And from that time forth, nothing is certainly known of S. Barnabas, save that, taking Mark as his companion, “ he sailed unto Cyprus :" and in the Apostolic Epistles, there are only a few incidental allusions to him, as, for instance in that to the Galatians, before he was separated from S. Paul, the journey to Jerusalem, with that Apostle and Titus, is mentioned ; and, further on, the circumstances are recorded under which S. Barnabas, in common with S. Peter, was led away by the “dissimulation” of the Jews, to take a line of conduct towards the Gentiles, which the braver spirit of S. Paul resisted.
S. Barnabas, therefore, like all the other saints of God, was just such an one as ourselves. He was a bright and a shining light,—a true and faithful servant of GOD; but still largely compassed about with human infirmities. He had the common faults of an earnest, generous character. They so lie upon the surface, that any one who takes the trouble will perceive them : but the higher qualities of his inner life, which, in their development, caused him to be described as a “good man, full of the Holy Ghost,
" and of faith,” which rendered him meet for that close and brotherly intimacy with S. Paul,the interruption of which has, perhaps, been felt by most of us to be one of the saddest incidents of that Book which is pre-eminently the record of human sorrow,—these demand our close and careful study, for it is, through the attainment of such qualities, that we shall be made meet to be his companions,—not now to the earthly Zion, but to Jerusalem which is above.
And this is no unimportant matter. Full many have chosen the right road, but, through the evil influence of some fellow-traveller, have wandered from it, and missed their Home at last.
A mighty multitude is working its way through the wilderness of this world. We are in the midst of a throng that is pressing upon us on all sides; but it is seldom that any of us travel side by side for long together. Our longest intercourse is brief, our closest intimacy soon interrupted. A few miles traversed together, begin and end our companionship: the crowd parts us; or we grow indifferent to each other's society; or we misunderstand one another. As time passes on, our habits and tastes have less in common; or, it may be, we have no inclination to
recognise the value of the companion whom Providence has placed beside us, till he is lost to us for ever.

__WORK INSTRUCTION 1__:
Answer these questions about the passage on S. Barnabas:
(a) Whom did S. Barnabas take as his companion when he sailed to Cyprus?
(b) In which epistle is the journey to Jerusalem with S. Paul and Titus mentioned?
(c) What caused many who had chosen the right road to wander from it?
__WORK INSTRUCTION 2__:
Copy the passage on S. Barnabas word for word, from "And this is" up to and including "Home at last.".
The rows that follow come from a different source than the passage on S. Barnabas.

__DATA UNDER STUDY__:
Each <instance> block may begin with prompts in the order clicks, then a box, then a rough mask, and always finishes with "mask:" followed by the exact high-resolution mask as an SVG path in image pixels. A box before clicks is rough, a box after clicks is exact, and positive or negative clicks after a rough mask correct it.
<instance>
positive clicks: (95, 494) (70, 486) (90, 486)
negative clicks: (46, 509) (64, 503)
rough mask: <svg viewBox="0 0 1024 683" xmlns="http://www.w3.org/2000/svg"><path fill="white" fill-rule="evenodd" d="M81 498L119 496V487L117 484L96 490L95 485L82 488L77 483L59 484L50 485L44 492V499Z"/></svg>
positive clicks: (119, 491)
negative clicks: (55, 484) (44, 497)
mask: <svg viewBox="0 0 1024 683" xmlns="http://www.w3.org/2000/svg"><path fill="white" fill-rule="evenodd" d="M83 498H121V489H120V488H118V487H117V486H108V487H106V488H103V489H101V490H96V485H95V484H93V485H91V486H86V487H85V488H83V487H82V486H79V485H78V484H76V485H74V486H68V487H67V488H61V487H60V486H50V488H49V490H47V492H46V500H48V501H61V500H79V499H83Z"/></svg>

__ANSWER SPACE 1__:
(a) Mark
(b) The epistle to the Galatians
(c) The evil influence of some fellow-traveller

__ANSWER SPACE 2__:
And this is no unimportant matter. Full many have chosen the right road, but, through the evil influence of some fellow-traveller, have wandered from it, and missed their Home at last.